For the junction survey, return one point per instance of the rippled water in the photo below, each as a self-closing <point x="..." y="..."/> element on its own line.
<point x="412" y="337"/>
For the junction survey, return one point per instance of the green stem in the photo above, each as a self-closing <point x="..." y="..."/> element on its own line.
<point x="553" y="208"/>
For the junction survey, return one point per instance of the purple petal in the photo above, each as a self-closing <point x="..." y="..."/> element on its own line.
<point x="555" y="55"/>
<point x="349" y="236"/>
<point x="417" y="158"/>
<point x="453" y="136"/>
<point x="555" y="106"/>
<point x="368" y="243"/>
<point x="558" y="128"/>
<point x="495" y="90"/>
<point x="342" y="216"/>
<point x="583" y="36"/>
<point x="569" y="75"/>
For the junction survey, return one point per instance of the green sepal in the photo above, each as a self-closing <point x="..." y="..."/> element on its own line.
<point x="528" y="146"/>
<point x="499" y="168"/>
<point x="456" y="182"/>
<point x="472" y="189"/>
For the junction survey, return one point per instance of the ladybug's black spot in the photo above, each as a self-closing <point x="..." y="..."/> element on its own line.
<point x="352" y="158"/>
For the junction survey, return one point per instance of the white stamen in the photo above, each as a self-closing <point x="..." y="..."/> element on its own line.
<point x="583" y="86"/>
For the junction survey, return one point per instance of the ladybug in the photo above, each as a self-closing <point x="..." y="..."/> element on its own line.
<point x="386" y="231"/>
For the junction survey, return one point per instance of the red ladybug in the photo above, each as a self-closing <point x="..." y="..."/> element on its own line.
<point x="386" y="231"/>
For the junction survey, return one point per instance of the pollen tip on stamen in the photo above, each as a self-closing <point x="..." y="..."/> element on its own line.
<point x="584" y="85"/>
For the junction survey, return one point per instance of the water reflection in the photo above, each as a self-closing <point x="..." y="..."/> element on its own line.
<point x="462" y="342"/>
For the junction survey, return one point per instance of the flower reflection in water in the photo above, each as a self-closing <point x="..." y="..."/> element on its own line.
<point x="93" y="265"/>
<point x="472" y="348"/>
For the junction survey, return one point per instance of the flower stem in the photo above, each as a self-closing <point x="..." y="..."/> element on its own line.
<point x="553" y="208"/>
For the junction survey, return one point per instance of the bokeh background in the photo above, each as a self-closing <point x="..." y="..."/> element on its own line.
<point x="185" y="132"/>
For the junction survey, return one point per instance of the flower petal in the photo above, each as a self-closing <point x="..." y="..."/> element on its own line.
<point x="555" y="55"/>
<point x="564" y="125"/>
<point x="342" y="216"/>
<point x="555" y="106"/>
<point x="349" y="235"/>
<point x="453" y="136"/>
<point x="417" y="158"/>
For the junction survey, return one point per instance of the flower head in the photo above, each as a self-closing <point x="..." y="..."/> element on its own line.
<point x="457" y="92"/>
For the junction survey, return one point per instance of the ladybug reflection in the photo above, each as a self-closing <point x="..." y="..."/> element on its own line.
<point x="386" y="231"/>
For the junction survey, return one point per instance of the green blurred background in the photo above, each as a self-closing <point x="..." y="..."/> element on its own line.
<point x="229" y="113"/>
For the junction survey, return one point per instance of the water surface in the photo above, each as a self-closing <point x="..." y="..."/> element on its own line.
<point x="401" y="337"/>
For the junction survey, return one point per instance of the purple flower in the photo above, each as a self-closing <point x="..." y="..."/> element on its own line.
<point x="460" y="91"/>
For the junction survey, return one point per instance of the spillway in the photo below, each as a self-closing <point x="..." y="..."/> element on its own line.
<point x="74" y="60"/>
************
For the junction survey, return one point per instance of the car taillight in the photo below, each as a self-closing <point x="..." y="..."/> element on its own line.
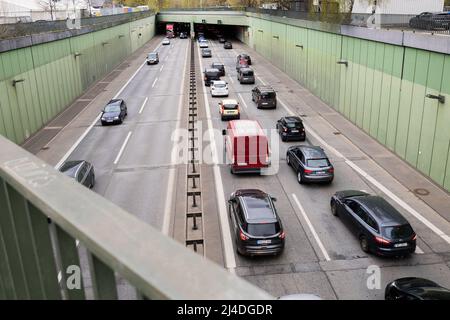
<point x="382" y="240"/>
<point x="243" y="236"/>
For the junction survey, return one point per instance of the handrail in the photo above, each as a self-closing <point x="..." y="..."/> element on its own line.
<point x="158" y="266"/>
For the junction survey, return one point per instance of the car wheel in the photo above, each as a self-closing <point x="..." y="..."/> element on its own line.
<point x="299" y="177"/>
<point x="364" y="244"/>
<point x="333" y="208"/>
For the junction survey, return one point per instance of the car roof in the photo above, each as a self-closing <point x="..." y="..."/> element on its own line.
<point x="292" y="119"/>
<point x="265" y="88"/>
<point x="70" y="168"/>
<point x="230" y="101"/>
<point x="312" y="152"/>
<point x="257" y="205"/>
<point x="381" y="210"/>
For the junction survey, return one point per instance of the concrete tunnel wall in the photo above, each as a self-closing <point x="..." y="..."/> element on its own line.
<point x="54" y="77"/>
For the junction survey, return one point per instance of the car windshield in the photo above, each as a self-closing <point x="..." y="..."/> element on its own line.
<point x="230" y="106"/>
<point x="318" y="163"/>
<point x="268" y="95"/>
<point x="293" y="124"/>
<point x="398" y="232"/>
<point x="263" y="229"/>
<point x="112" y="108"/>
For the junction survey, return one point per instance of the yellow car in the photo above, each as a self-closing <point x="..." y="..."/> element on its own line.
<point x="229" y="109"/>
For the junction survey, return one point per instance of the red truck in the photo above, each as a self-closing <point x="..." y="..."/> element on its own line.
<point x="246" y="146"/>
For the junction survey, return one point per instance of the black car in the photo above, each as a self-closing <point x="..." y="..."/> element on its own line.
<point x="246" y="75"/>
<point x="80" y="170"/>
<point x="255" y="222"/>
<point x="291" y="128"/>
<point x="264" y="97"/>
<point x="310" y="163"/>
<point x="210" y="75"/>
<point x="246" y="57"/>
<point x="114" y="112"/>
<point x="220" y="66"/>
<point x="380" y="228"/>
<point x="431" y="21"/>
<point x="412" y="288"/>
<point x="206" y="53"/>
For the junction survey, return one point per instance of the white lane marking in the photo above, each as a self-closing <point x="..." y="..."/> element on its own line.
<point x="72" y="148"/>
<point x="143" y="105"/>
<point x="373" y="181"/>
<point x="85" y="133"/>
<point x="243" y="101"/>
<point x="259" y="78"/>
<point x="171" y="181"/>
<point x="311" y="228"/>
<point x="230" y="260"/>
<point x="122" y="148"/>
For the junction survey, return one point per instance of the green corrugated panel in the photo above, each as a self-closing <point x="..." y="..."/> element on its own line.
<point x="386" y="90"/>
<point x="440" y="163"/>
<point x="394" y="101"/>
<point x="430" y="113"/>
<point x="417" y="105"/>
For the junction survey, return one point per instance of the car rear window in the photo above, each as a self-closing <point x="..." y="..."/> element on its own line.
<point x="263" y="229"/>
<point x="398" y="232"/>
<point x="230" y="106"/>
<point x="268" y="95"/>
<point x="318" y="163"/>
************
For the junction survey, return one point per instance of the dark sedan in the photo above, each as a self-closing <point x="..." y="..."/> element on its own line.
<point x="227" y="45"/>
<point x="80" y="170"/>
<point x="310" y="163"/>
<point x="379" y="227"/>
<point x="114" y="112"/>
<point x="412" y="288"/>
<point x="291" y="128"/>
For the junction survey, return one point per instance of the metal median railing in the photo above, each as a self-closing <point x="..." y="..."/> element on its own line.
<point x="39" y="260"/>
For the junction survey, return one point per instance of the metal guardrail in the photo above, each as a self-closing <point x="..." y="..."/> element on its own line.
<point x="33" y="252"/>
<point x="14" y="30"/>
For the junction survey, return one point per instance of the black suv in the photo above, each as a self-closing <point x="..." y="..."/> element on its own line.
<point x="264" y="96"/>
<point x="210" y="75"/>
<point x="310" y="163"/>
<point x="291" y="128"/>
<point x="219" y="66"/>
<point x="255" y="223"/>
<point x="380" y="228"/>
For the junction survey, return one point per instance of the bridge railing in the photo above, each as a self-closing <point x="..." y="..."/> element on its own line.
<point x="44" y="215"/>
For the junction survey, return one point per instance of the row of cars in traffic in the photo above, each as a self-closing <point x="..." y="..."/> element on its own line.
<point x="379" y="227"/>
************
STATED EXERCISE
Locate every line in the data above that contains the word "white", and copy each such line in full.

SOLUTION FOR THIS PROBLEM
For the junction survey, return one point per instance of the white stamen in the photo above, each as a self-closing <point x="..." y="..."/> element on its own line.
For the junction survey, return one point per instance of the white lane marking in the photo above, each as a self-closing <point x="..." y="..."/> element on its own line.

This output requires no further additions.